Source records:
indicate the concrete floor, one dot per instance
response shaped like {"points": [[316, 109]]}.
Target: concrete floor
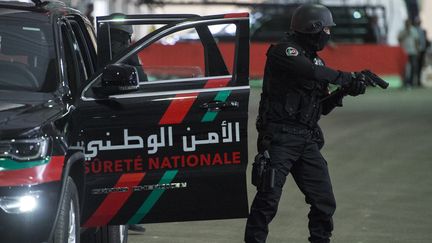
{"points": [[379, 149]]}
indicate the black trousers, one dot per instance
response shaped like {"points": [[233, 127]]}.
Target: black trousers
{"points": [[295, 151]]}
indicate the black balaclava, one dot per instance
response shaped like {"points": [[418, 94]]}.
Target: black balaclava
{"points": [[314, 42]]}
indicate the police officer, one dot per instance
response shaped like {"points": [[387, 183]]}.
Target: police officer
{"points": [[295, 95]]}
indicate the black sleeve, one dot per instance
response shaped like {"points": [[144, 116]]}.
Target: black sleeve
{"points": [[301, 66], [329, 104]]}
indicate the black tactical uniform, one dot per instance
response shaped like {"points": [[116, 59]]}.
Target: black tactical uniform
{"points": [[295, 84]]}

OBJECTIVE:
Can you recast the stretch of the records from the line containing "indicate the black tactical" through their end as a numbered list, dropping any blank lines and leaving out everything before that stretch?

EXERCISE RESPONSE:
1. indicate the black tactical uniform, one dot per instance
2. response shaped like {"points": [[116, 59]]}.
3. Target: black tactical uniform
4. {"points": [[295, 84]]}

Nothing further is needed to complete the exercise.